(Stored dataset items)
★ ★ ★

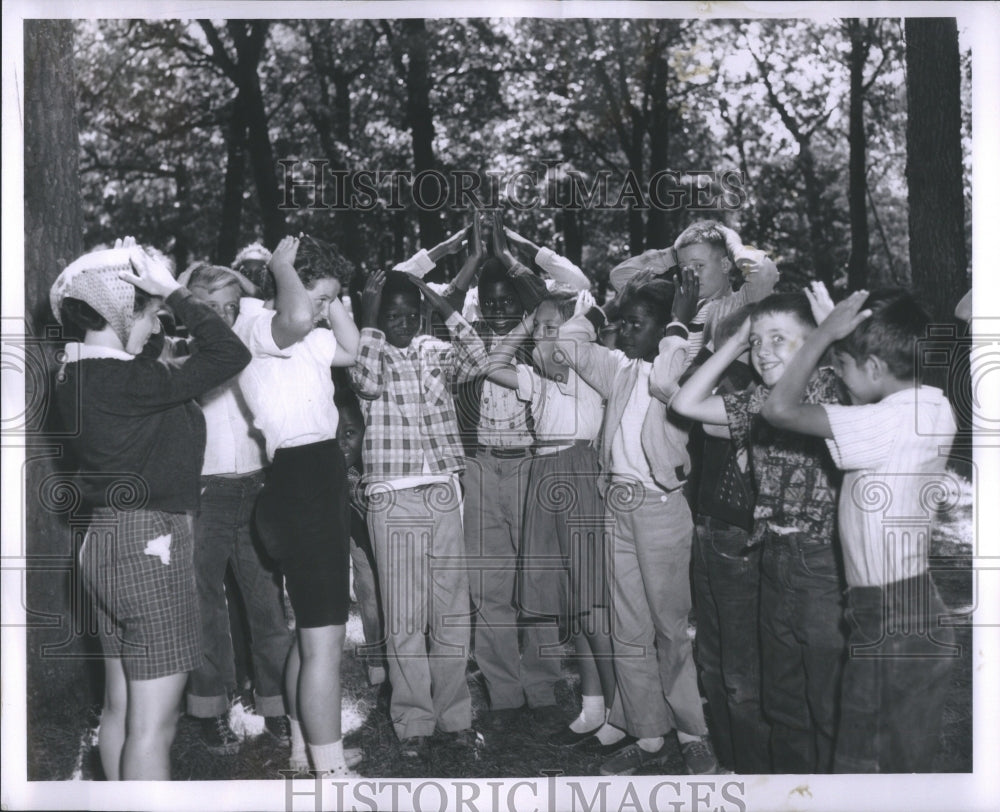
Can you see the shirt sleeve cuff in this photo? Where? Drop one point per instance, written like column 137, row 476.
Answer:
column 419, row 264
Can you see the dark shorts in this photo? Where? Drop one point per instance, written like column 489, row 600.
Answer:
column 302, row 515
column 138, row 566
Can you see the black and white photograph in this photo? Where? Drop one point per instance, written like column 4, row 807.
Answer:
column 557, row 406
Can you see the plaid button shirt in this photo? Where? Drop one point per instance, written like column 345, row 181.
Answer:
column 406, row 397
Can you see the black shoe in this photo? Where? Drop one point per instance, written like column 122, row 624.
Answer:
column 593, row 745
column 548, row 716
column 503, row 719
column 566, row 737
column 415, row 747
column 279, row 727
column 218, row 737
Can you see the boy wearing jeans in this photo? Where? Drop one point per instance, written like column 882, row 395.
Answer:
column 412, row 458
column 892, row 442
column 802, row 639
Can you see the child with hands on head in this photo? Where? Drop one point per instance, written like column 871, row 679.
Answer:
column 567, row 420
column 802, row 639
column 412, row 461
column 139, row 427
column 302, row 511
column 892, row 439
column 644, row 465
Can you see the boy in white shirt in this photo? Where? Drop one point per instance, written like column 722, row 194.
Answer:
column 892, row 443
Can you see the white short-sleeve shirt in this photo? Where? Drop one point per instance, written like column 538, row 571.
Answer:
column 290, row 390
column 893, row 453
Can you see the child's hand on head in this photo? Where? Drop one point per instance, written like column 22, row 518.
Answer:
column 685, row 296
column 819, row 300
column 151, row 275
column 285, row 253
column 845, row 316
column 371, row 297
column 434, row 299
column 584, row 301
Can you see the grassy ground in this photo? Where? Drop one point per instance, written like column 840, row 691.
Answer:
column 62, row 743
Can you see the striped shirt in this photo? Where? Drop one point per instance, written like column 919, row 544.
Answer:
column 893, row 453
column 411, row 427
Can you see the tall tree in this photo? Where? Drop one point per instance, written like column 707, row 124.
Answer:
column 53, row 235
column 934, row 163
column 249, row 38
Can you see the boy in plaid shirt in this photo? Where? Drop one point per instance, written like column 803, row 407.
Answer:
column 412, row 458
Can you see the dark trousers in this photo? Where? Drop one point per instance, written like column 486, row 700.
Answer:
column 896, row 680
column 223, row 538
column 726, row 579
column 803, row 646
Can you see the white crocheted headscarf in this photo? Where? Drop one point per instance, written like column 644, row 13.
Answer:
column 93, row 278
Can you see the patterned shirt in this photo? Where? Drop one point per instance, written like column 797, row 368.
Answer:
column 411, row 427
column 796, row 479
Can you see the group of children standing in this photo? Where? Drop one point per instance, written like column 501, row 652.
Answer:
column 525, row 480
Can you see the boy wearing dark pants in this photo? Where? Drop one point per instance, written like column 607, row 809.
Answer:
column 412, row 458
column 497, row 432
column 725, row 579
column 893, row 443
column 232, row 477
column 645, row 463
column 802, row 638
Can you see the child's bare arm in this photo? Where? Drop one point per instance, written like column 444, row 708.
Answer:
column 500, row 364
column 346, row 332
column 293, row 314
column 695, row 400
column 366, row 374
column 784, row 408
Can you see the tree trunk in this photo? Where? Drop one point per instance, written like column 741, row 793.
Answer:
column 53, row 237
column 420, row 119
column 934, row 164
column 857, row 265
column 232, row 195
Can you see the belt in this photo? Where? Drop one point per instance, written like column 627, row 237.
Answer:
column 504, row 453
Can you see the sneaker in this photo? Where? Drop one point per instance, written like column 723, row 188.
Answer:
column 632, row 758
column 468, row 739
column 593, row 745
column 218, row 737
column 279, row 727
column 503, row 719
column 414, row 747
column 699, row 757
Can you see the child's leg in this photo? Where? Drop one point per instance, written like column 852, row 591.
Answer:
column 400, row 533
column 448, row 613
column 663, row 545
column 319, row 683
column 150, row 725
column 111, row 737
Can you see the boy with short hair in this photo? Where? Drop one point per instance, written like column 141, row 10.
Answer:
column 894, row 439
column 802, row 639
column 412, row 459
column 231, row 479
column 644, row 465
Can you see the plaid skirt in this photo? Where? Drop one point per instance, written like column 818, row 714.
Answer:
column 139, row 568
column 562, row 558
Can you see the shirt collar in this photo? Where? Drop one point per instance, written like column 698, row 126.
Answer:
column 76, row 351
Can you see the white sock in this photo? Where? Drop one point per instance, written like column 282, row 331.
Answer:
column 609, row 734
column 298, row 744
column 651, row 745
column 328, row 758
column 592, row 715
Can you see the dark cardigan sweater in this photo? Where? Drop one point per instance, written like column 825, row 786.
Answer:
column 138, row 423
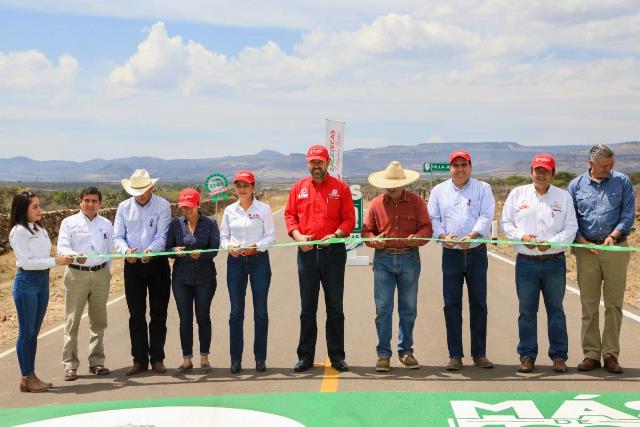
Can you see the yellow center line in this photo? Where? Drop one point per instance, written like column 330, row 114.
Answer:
column 329, row 378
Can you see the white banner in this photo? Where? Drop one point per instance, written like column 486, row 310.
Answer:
column 335, row 144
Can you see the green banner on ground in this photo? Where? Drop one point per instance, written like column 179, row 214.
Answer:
column 348, row 409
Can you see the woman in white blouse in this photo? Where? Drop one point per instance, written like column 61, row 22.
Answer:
column 32, row 248
column 247, row 230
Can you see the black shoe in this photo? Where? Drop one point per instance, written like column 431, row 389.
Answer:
column 340, row 365
column 302, row 365
column 236, row 367
column 181, row 370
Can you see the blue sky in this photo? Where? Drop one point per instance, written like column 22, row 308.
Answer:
column 81, row 80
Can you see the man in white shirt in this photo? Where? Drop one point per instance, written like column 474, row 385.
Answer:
column 86, row 280
column 461, row 209
column 536, row 214
column 141, row 226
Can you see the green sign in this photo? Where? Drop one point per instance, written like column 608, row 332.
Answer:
column 217, row 185
column 436, row 167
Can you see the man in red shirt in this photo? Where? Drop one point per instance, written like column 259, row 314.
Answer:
column 320, row 207
column 396, row 214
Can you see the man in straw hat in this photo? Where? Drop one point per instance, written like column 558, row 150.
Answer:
column 401, row 214
column 320, row 207
column 540, row 212
column 141, row 226
column 461, row 209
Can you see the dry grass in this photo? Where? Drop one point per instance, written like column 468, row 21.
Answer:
column 55, row 311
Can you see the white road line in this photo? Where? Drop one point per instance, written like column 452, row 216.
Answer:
column 57, row 328
column 571, row 289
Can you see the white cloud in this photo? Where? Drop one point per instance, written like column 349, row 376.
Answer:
column 30, row 70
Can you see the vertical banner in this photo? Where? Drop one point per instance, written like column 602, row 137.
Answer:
column 335, row 145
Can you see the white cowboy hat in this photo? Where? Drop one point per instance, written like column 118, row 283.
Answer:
column 139, row 183
column 393, row 176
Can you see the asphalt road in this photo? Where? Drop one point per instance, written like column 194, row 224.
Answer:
column 429, row 335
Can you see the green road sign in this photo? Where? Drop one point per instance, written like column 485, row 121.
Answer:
column 436, row 167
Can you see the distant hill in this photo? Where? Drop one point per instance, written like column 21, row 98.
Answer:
column 489, row 158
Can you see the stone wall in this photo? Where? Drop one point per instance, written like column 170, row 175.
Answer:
column 51, row 220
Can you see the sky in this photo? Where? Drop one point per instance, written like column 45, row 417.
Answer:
column 196, row 79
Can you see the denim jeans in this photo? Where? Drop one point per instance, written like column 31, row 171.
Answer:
column 147, row 342
column 458, row 267
column 324, row 266
column 391, row 271
column 257, row 269
column 200, row 295
column 31, row 296
column 549, row 277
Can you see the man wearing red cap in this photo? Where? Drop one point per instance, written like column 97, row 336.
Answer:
column 540, row 213
column 319, row 208
column 461, row 209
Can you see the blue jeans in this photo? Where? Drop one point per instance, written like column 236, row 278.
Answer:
column 31, row 296
column 458, row 267
column 389, row 271
column 322, row 266
column 549, row 277
column 257, row 269
column 186, row 296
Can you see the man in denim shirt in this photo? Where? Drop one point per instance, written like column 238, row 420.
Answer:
column 604, row 201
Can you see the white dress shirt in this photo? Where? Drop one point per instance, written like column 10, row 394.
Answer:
column 32, row 251
column 141, row 227
column 80, row 235
column 461, row 211
column 245, row 228
column 550, row 217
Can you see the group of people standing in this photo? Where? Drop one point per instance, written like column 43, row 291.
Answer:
column 598, row 209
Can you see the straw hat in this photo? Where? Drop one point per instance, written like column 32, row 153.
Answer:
column 393, row 176
column 139, row 183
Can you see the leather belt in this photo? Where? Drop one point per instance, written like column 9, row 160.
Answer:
column 399, row 251
column 541, row 257
column 469, row 250
column 601, row 241
column 92, row 269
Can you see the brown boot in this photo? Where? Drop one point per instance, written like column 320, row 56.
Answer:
column 31, row 384
column 49, row 385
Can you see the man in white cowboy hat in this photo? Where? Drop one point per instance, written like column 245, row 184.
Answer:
column 401, row 214
column 141, row 226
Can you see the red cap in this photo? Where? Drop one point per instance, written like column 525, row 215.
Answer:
column 318, row 152
column 189, row 197
column 543, row 160
column 245, row 176
column 459, row 153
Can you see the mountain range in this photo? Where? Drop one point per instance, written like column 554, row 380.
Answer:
column 489, row 158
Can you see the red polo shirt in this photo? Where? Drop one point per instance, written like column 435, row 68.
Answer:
column 320, row 208
column 397, row 219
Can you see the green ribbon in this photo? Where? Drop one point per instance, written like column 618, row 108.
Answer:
column 336, row 240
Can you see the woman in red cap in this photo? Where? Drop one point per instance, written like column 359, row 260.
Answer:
column 194, row 275
column 247, row 231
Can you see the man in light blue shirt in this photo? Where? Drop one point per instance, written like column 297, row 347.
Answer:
column 141, row 226
column 461, row 209
column 605, row 205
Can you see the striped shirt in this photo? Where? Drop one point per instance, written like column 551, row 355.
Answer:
column 461, row 211
column 141, row 227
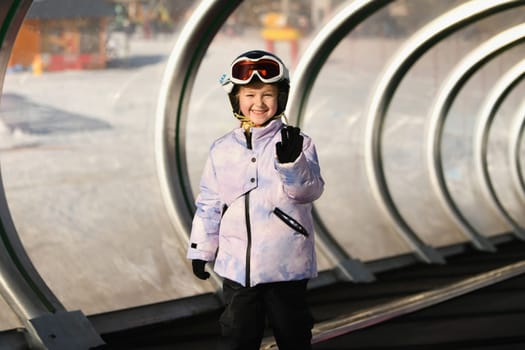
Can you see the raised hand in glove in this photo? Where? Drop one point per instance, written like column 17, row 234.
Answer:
column 291, row 145
column 198, row 269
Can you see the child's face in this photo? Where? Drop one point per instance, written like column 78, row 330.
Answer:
column 258, row 101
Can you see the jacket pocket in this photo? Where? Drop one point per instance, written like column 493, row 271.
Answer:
column 291, row 222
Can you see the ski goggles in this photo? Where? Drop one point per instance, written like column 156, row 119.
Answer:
column 267, row 68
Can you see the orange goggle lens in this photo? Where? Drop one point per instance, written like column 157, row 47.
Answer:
column 268, row 70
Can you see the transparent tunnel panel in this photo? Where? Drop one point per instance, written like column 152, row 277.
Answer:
column 406, row 133
column 77, row 155
column 335, row 118
column 458, row 135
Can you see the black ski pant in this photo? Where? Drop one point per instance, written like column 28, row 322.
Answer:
column 283, row 304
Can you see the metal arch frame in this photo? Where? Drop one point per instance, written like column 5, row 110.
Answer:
column 442, row 103
column 347, row 17
column 172, row 107
column 515, row 143
column 316, row 54
column 20, row 284
column 402, row 61
column 48, row 325
column 488, row 112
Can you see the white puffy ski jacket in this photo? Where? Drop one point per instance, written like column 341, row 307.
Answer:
column 253, row 214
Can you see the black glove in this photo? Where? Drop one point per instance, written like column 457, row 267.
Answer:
column 198, row 269
column 291, row 145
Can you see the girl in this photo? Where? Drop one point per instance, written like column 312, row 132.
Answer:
column 253, row 216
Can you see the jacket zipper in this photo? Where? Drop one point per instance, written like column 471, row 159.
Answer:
column 247, row 218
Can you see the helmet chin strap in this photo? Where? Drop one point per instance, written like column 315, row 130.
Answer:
column 247, row 124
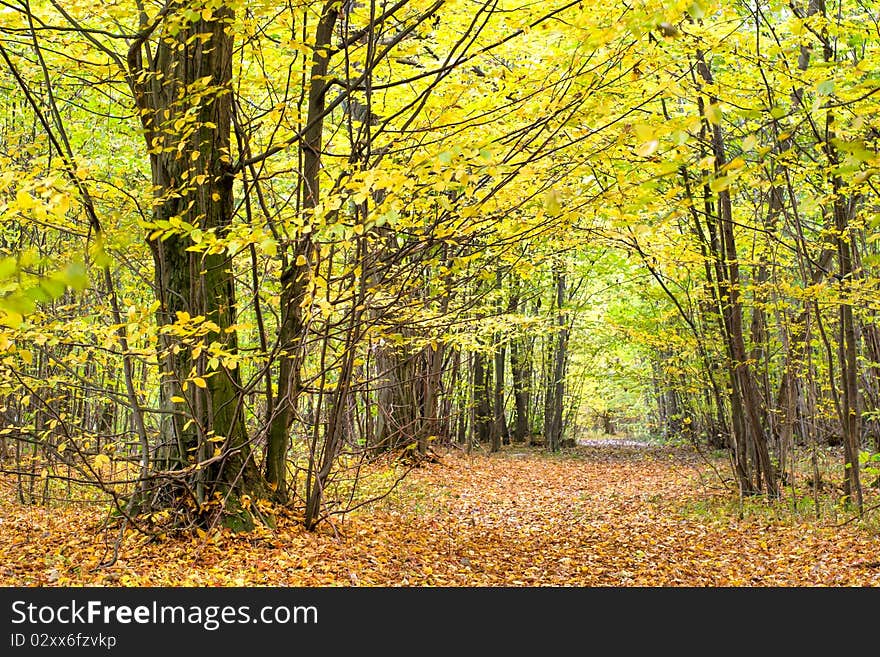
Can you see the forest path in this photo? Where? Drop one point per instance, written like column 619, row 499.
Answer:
column 605, row 514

★ ★ ★

■ **WORK REQUIRED**
Starting at the first line of the records above, set down each line exactly through the one that holds "Can you see the white short-sleeve". Omit pictures.

■ **THE COMPLETED TASK**
Can you see the shirt sleeve cuff in this photo? Where? Drop one point per instance, written like column 137, row 476.
Answer:
column 419, row 264
Can you see the dark shorts in this photo? Where? Drop one point per instance, written like column 489, row 600.
Answer:
column 302, row 515
column 138, row 566
Can you see the black and white photograph in this photo? Where? Drop one point per instance, written like column 4, row 807.
Answer:
column 557, row 406
Can you see the plaid button shirt in this photo? Where? Drop one point per instance, written like column 345, row 181.
Answer:
column 406, row 397
Can you see the black shoe in this photo? Where? Drop one point per instance, written like column 122, row 624.
Answer:
column 593, row 745
column 548, row 716
column 503, row 719
column 566, row 737
column 415, row 747
column 279, row 727
column 218, row 737
Can you see the boy wearing jeans in this photo? Where? Drop one point per instance, written like column 882, row 395.
Answer:
column 412, row 458
column 892, row 442
column 802, row 639
Can you see the child with hands on head in this photo? Where? Drop one point per instance, written like column 871, row 679.
Answer:
column 567, row 420
column 802, row 639
column 412, row 461
column 139, row 427
column 302, row 511
column 892, row 439
column 644, row 465
Can you see the boy in white shirt in this photo? Where? Drop one point per instance, written like column 722, row 194.
Answer:
column 892, row 443
Can you see the white short-sleeve shirt in this photo? Where? Drop one point per instance, written like column 538, row 571.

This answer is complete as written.